Assignment: Lines containing the word "pile" are the ones to copy from the records below.

Data for this task:
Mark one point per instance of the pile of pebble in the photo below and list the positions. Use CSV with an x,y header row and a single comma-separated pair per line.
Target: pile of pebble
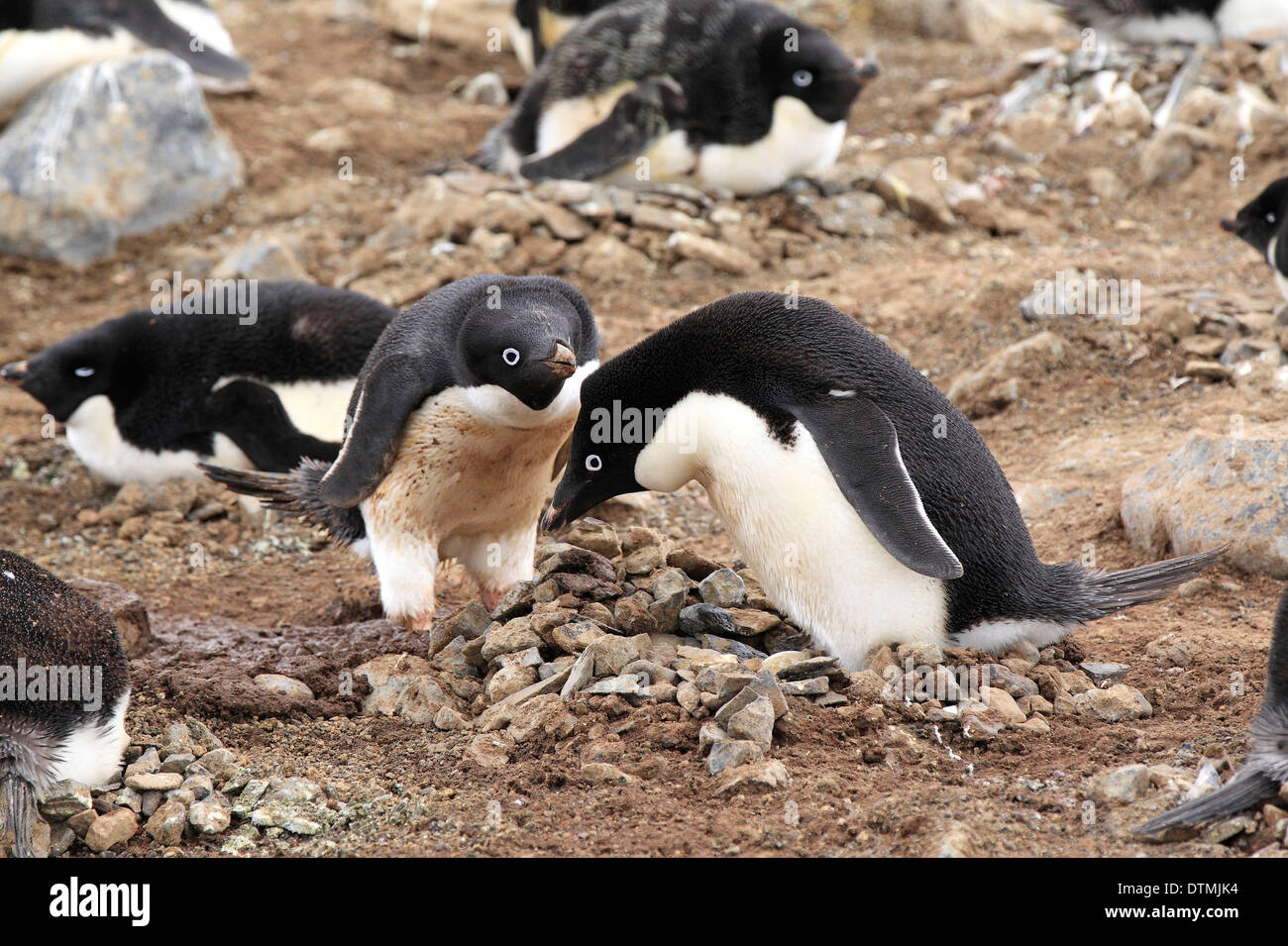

---

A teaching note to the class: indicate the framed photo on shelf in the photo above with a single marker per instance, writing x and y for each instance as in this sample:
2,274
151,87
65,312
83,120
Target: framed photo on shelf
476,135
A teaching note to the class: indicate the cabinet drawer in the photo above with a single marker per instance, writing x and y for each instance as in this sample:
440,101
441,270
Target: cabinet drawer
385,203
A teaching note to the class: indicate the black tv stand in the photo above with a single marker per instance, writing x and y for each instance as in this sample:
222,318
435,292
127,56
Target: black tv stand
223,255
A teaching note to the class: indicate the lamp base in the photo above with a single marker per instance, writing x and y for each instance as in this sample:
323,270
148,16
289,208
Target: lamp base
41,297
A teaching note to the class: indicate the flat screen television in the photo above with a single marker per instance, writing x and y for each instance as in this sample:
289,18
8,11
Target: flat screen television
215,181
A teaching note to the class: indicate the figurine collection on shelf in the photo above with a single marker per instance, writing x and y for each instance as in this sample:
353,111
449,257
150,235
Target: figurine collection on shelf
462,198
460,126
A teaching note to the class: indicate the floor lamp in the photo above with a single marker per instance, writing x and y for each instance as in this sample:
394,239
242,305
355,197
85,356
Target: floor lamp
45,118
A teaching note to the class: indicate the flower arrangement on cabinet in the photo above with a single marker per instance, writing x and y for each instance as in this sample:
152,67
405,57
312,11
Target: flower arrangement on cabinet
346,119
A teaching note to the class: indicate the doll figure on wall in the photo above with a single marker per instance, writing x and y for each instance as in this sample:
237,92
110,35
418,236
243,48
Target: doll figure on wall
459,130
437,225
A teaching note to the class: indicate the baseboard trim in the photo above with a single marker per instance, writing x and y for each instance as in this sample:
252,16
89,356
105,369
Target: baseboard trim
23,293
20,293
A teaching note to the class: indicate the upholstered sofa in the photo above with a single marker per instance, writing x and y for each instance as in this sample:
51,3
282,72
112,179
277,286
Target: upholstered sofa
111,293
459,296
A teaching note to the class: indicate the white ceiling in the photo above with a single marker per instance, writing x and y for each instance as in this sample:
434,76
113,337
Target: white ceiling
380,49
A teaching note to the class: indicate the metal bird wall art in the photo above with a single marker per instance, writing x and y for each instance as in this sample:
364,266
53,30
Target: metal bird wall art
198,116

==

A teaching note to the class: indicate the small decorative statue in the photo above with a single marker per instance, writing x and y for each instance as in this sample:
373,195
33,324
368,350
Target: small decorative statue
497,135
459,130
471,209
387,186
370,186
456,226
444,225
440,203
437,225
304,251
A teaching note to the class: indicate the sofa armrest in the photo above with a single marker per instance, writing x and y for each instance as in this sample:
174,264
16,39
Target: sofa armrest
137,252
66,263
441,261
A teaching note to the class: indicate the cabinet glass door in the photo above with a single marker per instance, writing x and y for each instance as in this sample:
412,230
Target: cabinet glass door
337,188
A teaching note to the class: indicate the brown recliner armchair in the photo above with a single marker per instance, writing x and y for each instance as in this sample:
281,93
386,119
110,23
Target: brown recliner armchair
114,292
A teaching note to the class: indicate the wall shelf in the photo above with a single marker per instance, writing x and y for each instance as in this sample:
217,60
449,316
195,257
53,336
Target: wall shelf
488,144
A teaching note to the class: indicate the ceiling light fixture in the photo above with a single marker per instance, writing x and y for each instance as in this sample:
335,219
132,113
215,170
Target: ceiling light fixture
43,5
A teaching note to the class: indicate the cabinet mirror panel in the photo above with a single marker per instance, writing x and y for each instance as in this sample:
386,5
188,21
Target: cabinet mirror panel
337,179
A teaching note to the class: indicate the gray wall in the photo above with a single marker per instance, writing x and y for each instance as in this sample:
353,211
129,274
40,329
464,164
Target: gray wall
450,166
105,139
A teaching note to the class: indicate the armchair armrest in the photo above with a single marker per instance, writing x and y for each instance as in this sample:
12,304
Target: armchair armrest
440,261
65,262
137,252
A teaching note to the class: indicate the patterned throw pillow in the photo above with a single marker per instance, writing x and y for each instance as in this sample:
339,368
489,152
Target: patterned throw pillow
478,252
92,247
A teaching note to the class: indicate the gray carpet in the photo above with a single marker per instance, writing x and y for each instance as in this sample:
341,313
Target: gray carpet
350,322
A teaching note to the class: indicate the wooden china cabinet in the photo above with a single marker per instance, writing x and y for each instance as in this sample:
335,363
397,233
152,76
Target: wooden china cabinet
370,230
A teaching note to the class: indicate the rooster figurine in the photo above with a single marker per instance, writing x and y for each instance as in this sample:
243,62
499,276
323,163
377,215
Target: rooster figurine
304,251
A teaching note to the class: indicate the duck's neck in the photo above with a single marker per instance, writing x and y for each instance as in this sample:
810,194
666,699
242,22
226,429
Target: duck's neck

Result for this exercise:
Mark one point per instance of the pile of pebble in the photo below and list the positions. Use CSV with an x,y header row and a single comma-separated pair per line.
Target: pile of pebble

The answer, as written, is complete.